**Exercise directions:** Return each entry exactly, with none missing.

=== Dataset extract ===

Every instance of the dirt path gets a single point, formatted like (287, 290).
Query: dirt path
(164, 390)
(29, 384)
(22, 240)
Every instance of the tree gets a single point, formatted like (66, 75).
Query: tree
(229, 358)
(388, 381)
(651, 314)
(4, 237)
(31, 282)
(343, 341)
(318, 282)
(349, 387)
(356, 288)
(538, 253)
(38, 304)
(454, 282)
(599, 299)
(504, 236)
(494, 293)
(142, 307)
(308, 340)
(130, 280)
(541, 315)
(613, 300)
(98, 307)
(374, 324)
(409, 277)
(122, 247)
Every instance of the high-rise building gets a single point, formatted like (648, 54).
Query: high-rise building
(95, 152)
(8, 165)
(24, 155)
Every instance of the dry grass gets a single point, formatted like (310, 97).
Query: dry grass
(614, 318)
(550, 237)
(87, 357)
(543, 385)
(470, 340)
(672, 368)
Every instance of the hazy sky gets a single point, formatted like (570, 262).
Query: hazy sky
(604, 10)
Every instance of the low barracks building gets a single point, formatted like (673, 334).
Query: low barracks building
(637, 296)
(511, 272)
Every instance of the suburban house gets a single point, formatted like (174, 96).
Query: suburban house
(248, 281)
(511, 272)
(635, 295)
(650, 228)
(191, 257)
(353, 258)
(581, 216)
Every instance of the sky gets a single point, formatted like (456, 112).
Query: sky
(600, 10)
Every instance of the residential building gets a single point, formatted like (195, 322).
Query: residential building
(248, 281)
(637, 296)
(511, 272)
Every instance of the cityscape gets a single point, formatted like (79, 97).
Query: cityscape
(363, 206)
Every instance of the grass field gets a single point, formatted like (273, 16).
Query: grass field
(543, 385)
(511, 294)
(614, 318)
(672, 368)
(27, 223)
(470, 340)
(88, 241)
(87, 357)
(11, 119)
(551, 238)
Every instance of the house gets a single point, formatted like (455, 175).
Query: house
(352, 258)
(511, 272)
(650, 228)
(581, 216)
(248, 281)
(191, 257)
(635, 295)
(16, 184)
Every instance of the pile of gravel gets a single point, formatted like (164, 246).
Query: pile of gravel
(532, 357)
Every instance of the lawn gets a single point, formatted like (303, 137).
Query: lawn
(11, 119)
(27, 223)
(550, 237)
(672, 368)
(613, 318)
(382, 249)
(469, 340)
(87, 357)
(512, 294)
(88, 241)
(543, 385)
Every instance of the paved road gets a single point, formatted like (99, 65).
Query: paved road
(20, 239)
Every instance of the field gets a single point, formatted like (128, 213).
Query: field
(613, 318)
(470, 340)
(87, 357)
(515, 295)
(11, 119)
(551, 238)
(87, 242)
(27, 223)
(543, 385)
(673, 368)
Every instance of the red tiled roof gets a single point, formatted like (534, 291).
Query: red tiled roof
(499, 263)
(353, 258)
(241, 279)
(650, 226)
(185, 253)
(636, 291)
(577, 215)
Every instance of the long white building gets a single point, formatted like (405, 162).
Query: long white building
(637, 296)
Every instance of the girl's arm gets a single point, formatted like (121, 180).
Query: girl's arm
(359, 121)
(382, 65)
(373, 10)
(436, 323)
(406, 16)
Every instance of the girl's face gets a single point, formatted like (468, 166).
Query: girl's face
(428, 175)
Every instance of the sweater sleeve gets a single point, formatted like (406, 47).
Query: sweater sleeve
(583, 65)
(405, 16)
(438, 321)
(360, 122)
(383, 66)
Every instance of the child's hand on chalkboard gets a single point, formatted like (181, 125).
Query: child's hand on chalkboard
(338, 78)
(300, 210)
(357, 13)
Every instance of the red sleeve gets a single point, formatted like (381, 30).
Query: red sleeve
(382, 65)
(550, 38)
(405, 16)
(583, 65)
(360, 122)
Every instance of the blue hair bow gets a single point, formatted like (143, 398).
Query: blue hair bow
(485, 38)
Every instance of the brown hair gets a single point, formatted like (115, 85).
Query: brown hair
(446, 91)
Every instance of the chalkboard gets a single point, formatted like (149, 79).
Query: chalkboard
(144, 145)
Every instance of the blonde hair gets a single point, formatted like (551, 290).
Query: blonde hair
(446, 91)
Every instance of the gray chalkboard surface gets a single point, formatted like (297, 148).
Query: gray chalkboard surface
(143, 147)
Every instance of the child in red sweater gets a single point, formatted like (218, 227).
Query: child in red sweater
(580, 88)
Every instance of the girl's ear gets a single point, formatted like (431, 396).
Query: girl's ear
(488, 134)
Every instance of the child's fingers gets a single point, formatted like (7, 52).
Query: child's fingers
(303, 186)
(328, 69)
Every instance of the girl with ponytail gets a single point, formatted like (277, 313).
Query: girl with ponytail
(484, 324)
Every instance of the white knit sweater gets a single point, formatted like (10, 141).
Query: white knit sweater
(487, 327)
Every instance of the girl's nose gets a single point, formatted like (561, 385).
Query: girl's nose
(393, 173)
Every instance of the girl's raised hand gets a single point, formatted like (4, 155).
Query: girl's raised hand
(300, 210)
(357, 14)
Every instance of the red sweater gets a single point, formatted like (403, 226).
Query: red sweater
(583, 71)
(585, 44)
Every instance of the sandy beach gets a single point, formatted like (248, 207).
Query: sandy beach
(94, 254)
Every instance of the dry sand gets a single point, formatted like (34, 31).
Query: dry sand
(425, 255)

===

**Result:**
Every instance of the dirt path gets a single point, formatted like (287, 290).
Query: dirt path
(164, 390)
(29, 384)
(22, 240)
Every instance of the tree gets a single point, formatted like (66, 75).
Query: tree
(229, 358)
(388, 381)
(651, 314)
(4, 237)
(31, 282)
(343, 341)
(318, 282)
(349, 387)
(356, 288)
(538, 253)
(38, 304)
(454, 282)
(599, 299)
(504, 236)
(494, 293)
(142, 307)
(308, 340)
(130, 280)
(541, 315)
(613, 300)
(98, 307)
(374, 324)
(409, 277)
(122, 247)
Every instance of the high-rise building gets a single point, formatted like (648, 54).
Query: high-rise building
(95, 152)
(8, 165)
(24, 155)
Every instance of the dry grass gets a single point, formatted like (310, 97).
Query: dry grass
(614, 318)
(550, 237)
(87, 357)
(543, 385)
(470, 340)
(672, 368)
Every instance of the hazy sky gets a single point, formatted like (570, 262).
Query: hazy sky
(604, 10)
Every instance of the low barracks building gets a single point, formatted like (673, 334).
Query: low barracks building
(637, 296)
(511, 272)
Every instance of the suburban house gets a single point, formatted like (174, 96).
Query: suburban house
(248, 281)
(511, 272)
(635, 295)
(650, 228)
(191, 257)
(353, 258)
(581, 216)
Every instance of the sky gets a single point, formatted like (456, 112).
Query: sky
(600, 10)
Every instance of the residential building gets a single point, formatted like (195, 322).
Query: residential building
(248, 281)
(637, 296)
(511, 272)
Every instance of the cityscape gets a single point, formatted like (79, 97).
Query: cityscape
(363, 206)
Every instance of the grass field gets a single point, formatted like (273, 16).
Query: grass field
(543, 385)
(511, 294)
(614, 318)
(672, 368)
(27, 223)
(470, 340)
(88, 241)
(87, 357)
(11, 119)
(551, 238)
Every instance of the house gets a single point, formatted like (455, 175).
Query: house
(352, 258)
(511, 272)
(650, 228)
(581, 216)
(248, 281)
(191, 257)
(635, 295)
(16, 184)
Every instance of the pile of gravel gets a single point, formatted like (164, 246).
Query: pile of gravel
(532, 357)
Every instance of the lawn gets a single point, formatted like (303, 137).
Query: lawn
(11, 119)
(27, 223)
(550, 237)
(672, 368)
(613, 318)
(382, 249)
(469, 340)
(87, 357)
(512, 294)
(88, 241)
(543, 385)
Every instance of the paved road gets a single point, formatted like (99, 65).
Query: paved road
(20, 239)
Every instance of the field gets a single point, formatted like (128, 213).
Query: field
(613, 318)
(470, 340)
(87, 357)
(515, 295)
(11, 119)
(551, 238)
(87, 242)
(27, 223)
(543, 385)
(673, 368)
Every instance of the red tiled roof gets a single point, formatted like (534, 291).
Query: red tiled roof
(499, 263)
(353, 258)
(241, 279)
(650, 226)
(185, 253)
(636, 291)
(577, 215)
Every instance of the long white building gets a single point, formatted like (405, 162).
Query: long white building
(637, 296)
Every instance of the girl's arm gets a single point, formatted like (121, 180).
Query: girl's arm
(359, 121)
(382, 65)
(373, 10)
(436, 323)
(406, 16)
Every instance of the girl's face gets a single point, formatted like (468, 166).
Query: girl's face
(428, 175)
Every instance of the sweater sleeve gets a single point, formatted like (406, 47).
Query: sweater sleeve
(583, 65)
(405, 16)
(438, 321)
(360, 122)
(383, 66)
Every instance of the child's hand on chalkboard gets a single point, formatted like (181, 125).
Query: child's hand on chalkboard
(338, 78)
(300, 210)
(357, 13)
Every instance of the red sleeve gets a single point, formatted like (381, 30).
Query: red sleeve
(382, 65)
(550, 38)
(405, 16)
(583, 65)
(360, 122)
Every instance of the blue hair bow gets a single point, formatted like (143, 398).
Query: blue hair bow
(485, 38)
Every instance of the brown hair gets a single point, formatted like (115, 85).
Query: brown hair
(446, 91)
Every instance of the chalkboard gets a single point, formatted like (149, 79).
Query: chalkboard
(144, 145)
Every instance of the blonde hair gets a single point, formatted like (551, 290).
Query: blonde hair
(446, 91)
Every instance of the gray chalkboard surface gets a single point, formatted like (297, 148).
Query: gray chalkboard surface
(143, 147)
Every instance of the child in red sweater gets a single point, formatted like (218, 227).
Query: child in red sweater
(580, 88)
Every instance of the girl's ear gets a single point, formatted like (431, 396).
Query: girl's ear
(488, 134)
Every instance of the child's fingers gets a single point, formatted like (7, 52).
Query: child's fingers
(303, 186)
(328, 69)
Every instance of the girl with ponytail gets a single point, formatted like (277, 313).
Query: girl with ponytail
(484, 324)
Every instance of the white knit sweater gets a single point, formatted like (10, 141).
Query: white knit sweater
(487, 327)
Every instance of the girl's nose gets a single point, formatted like (561, 385).
Query: girl's nose
(393, 173)
Every instance of the girl's raised hand gets a single point, formatted like (4, 155).
Query: girl's raised hand
(300, 210)
(357, 14)
Every instance of the red sweater gets a single point, formatted like (403, 226).
Query: red sweater
(583, 71)
(585, 44)
Every instance of the sandy beach gets a single point, formatted like (248, 207).
Query: sandy beach
(94, 254)
Every instance of the dry sand gets a single point, formatted like (34, 31).
Query: dry sand
(425, 255)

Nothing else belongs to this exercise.